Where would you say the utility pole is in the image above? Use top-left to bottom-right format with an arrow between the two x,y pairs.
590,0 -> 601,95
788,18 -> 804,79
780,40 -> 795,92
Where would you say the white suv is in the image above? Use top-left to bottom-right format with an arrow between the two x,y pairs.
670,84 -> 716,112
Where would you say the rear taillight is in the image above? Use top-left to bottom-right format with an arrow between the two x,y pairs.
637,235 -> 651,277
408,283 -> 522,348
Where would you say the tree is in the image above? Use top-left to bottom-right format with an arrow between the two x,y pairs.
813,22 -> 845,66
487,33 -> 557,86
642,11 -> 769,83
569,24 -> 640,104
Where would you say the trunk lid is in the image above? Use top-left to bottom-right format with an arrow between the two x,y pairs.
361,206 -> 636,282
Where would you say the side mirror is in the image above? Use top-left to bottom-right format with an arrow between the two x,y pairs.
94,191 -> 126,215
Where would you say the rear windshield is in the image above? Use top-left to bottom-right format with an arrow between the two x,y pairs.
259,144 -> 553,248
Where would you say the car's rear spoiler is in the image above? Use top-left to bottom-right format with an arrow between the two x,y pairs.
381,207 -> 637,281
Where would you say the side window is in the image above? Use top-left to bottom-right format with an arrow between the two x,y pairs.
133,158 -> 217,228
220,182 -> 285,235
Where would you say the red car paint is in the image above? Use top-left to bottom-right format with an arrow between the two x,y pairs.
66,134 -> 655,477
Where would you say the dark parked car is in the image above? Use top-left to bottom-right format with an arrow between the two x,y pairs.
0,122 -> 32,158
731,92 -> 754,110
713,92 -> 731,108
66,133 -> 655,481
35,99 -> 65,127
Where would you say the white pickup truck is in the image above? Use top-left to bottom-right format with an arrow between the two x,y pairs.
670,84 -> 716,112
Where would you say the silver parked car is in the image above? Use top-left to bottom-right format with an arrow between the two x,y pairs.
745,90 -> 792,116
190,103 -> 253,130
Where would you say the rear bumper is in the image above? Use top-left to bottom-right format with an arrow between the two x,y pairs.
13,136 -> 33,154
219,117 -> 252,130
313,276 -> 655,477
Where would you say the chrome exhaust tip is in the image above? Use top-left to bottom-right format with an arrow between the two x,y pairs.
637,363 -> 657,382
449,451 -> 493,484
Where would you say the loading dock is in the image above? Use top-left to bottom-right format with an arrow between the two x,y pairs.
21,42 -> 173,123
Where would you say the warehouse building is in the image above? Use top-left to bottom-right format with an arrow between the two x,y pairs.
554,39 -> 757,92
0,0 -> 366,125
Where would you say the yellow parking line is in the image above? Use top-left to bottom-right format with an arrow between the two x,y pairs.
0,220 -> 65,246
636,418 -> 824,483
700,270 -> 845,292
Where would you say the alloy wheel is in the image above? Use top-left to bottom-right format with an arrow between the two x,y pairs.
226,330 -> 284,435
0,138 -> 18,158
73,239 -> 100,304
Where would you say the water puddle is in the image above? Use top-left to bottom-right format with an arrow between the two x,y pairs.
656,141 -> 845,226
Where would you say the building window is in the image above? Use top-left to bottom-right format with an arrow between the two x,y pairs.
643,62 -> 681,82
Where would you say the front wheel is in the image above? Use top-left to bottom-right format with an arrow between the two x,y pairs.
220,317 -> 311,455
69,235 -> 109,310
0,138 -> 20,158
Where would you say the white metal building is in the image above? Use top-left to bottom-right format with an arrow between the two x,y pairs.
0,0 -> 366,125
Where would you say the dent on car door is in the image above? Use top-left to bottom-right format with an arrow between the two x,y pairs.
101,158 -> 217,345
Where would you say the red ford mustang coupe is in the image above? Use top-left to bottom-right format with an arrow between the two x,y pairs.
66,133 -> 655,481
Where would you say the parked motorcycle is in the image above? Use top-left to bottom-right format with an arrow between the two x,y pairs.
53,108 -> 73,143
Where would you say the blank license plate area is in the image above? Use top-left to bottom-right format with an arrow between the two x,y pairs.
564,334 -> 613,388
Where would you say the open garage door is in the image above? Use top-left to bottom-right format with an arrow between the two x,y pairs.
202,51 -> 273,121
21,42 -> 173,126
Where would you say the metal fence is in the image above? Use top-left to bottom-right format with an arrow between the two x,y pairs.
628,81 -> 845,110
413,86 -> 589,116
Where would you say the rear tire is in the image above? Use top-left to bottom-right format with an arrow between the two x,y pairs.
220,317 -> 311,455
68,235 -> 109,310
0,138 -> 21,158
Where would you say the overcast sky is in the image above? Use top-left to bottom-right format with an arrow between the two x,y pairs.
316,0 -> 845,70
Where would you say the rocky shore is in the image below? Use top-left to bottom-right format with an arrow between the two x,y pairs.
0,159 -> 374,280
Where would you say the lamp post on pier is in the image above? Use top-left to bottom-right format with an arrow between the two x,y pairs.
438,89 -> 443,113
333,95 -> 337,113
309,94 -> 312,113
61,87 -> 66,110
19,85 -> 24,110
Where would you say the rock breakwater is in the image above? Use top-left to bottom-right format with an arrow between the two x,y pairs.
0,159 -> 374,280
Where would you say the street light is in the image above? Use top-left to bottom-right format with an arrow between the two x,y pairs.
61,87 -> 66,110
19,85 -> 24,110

*****

Reproduce all of the material above, line for line and word for word.

▸ **Answer to the problem**
Where would you say the utility pole is in the image above? Use top-left to bottom-right format with an arrow between the two x,y pairs.
590,0 -> 601,95
788,18 -> 804,79
780,40 -> 795,92
Where would you say the white suv is in the image above? Use top-left to bottom-right format with an arrow between the two x,y pairs.
670,84 -> 716,112
Where would you say the rear taillight is in the image above? Use top-left to bottom-right format with an arrow between the two x,y pairs.
637,235 -> 651,277
408,283 -> 522,348
Where would you say the tree is in the image above? Use top-left to bottom-right format with an arrow between the two x,y pairs.
813,22 -> 845,66
487,33 -> 557,86
642,11 -> 769,83
569,24 -> 640,104
Where would you say the trunk lid is in the image above? Use top-left to bottom-right format with an arrow between the two x,y pairs.
361,206 -> 636,282
Where would you say the side mirror is in the image above? Use top-left to bottom-right format with an arrow between the two x,y pairs.
94,191 -> 126,215
Where would you say the rear windshield is in the image above? Use top-left to bottom-right format with an arrow between the two x,y pairs.
259,144 -> 553,248
Where would you say the car's rear spoiler is in the image above? Use top-left to bottom-right format with an arrow between the two x,y pairs.
381,207 -> 637,281
Where would you say the side window is in the image above? Use top-left to bottom-right format with an arrow between the two x,y pairs.
133,158 -> 217,228
220,182 -> 285,235
Where would you say the red car paint is in the image above? Use top-left to bottom-right format with an arrow between the two x,y pairs.
66,134 -> 655,477
Where would you say the dark parked car is in the image above? Use top-left to bottom-right format with an arrow between the two x,y pairs.
0,122 -> 32,158
731,92 -> 754,110
713,92 -> 731,108
66,133 -> 655,481
35,99 -> 65,127
Where would you say the white pickup truck is in the image above? Use top-left to bottom-right format with an arrow between the two x,y pairs.
670,84 -> 716,112
Where would you say the silver parked car is in the image above? Use top-left to bottom-right format with an arrow between the two x,y pairs.
745,90 -> 792,116
190,103 -> 253,130
Where would you say the rear bumper is in the image above? Use top-left to bottom-right format with an arrow between the two x,y pairs.
13,136 -> 33,154
219,117 -> 252,130
313,276 -> 655,477
Where would you say the chrome exhaust tip is in the image above? Use top-left to bottom-right format with an arrow between the two x,y pairs.
637,363 -> 657,382
449,451 -> 493,484
Where would you say the loading dock is in the image above? Use top-left to bottom-right format with an arrow between the two x,y pairs.
21,42 -> 173,123
Where would you say the warehouse building is in the image above? Use top-left to bottom-right format with an arrow between the two x,y pairs.
554,39 -> 757,92
0,0 -> 366,125
Where would you say the yellow parking line is in the image above? Use top-left to bottom-right format with an arrow between the two x,y pairs.
0,220 -> 65,246
636,418 -> 824,483
700,270 -> 845,292
Where would you say the alloy wheel is in the image above? Use top-left to bottom-right format with an arrow between the two x,y pairs.
226,330 -> 284,435
0,138 -> 18,158
73,239 -> 100,304
Where would you say the water puddle is in the image above? Use top-left to bottom-right format with an arrow between the two x,y pairs.
656,141 -> 845,226
Where would you say the building window is in the image above? Use top-left to bottom-right format with an arrow between the two x,y pairs.
643,62 -> 681,82
Where would you say the front wheel is in the image above? Use top-left to bottom-right format with an arrow between the two x,y pairs.
220,317 -> 311,455
69,235 -> 109,310
0,138 -> 20,158
Where would you say the white metal building is in the image above? Use top-left to bottom-right format with an arrow between the two x,y pairs.
0,0 -> 366,125
Where would you say the dent on car door is in the image above? Use top-left to bottom-right format with an arrow between the two x,y pairs.
101,158 -> 217,345
Where would you say the red ford mustang coupe is in the image above? Use top-left to bottom-right format with an arrow between the two x,y pairs.
66,133 -> 655,481
Where would you say the parked motorcycle is in the image above? Use top-left to bottom-right format with an arrow between the two x,y pairs.
53,108 -> 73,143
Where would you say the blank license plate area is in the image above? Use top-left to bottom-right format with an arrow between the two x,y pairs.
564,334 -> 613,388
Where would you say the open garage door is in the image above? Use top-left to bottom-right format with an arrow between the two x,y pairs.
202,51 -> 273,121
21,42 -> 173,126
Where would you say the metal fence is in the image above? Use top-left to bottom-right format with an arrow between the two x,y pairs.
628,81 -> 845,110
413,86 -> 589,116
Where would you say the rear tire is in the image above? Use top-left to bottom-right format with an arrow between the two x,y pairs.
220,317 -> 311,455
68,235 -> 109,310
0,138 -> 21,158
Where would you say the overcast sky is in the image above? Use top-left to bottom-right format with an arrow between the two x,y pairs.
316,0 -> 845,70
Where would you say the rocky shore is in the image below? Use top-left to bottom-right format with an arrow between the two x,y pairs.
0,159 -> 374,280
Where would you say the lamp post on pier is in the image above? Use top-left to bottom-right format with an arrow between the two x,y pairs.
438,89 -> 443,113
333,95 -> 337,113
309,94 -> 312,113
61,87 -> 66,110
19,85 -> 24,110
Where would you say the rock breakwater is in the image above? Use top-left to bottom-right format with an arrow between the two x,y pairs.
0,159 -> 374,280
Where would you say the street light is in the image above? Use top-left to bottom-right format with an arrow between the two x,y pairs.
61,87 -> 66,110
19,85 -> 24,110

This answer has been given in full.